Your task ▸
Return the full set of entries precisely. Do not carry over any pictures.

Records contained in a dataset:
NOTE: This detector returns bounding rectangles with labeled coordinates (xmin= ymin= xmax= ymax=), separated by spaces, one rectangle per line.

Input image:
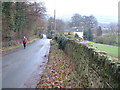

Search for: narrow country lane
xmin=2 ymin=35 xmax=50 ymax=88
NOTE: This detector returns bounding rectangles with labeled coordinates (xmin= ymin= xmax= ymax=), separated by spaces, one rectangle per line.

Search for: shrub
xmin=54 ymin=34 xmax=59 ymax=40
xmin=46 ymin=32 xmax=53 ymax=39
xmin=66 ymin=35 xmax=72 ymax=39
xmin=47 ymin=35 xmax=52 ymax=39
xmin=83 ymin=29 xmax=93 ymax=41
xmin=56 ymin=35 xmax=68 ymax=50
xmin=46 ymin=30 xmax=55 ymax=39
xmin=68 ymin=32 xmax=71 ymax=35
xmin=74 ymin=33 xmax=79 ymax=38
xmin=39 ymin=34 xmax=43 ymax=39
xmin=2 ymin=40 xmax=17 ymax=47
xmin=94 ymin=34 xmax=118 ymax=46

Answer space ▸
NOTE: This detector returns bounding rectangles with labeled coordinates (xmin= ymin= xmax= ymax=), separated by spaces, one rectangle per line.

Input image:

Search for: narrow country lane
xmin=2 ymin=35 xmax=50 ymax=88
NOTE: This detector returns bounding rectangles with labeled coordinates (xmin= ymin= xmax= ymax=), separated by spaces, one rectangle per line.

Search for: shrub
xmin=54 ymin=34 xmax=59 ymax=40
xmin=46 ymin=32 xmax=53 ymax=39
xmin=66 ymin=35 xmax=72 ymax=39
xmin=47 ymin=35 xmax=52 ymax=39
xmin=83 ymin=29 xmax=93 ymax=41
xmin=56 ymin=35 xmax=68 ymax=50
xmin=46 ymin=30 xmax=55 ymax=39
xmin=68 ymin=32 xmax=71 ymax=35
xmin=74 ymin=33 xmax=79 ymax=38
xmin=39 ymin=34 xmax=43 ymax=39
xmin=2 ymin=40 xmax=17 ymax=47
xmin=94 ymin=34 xmax=118 ymax=46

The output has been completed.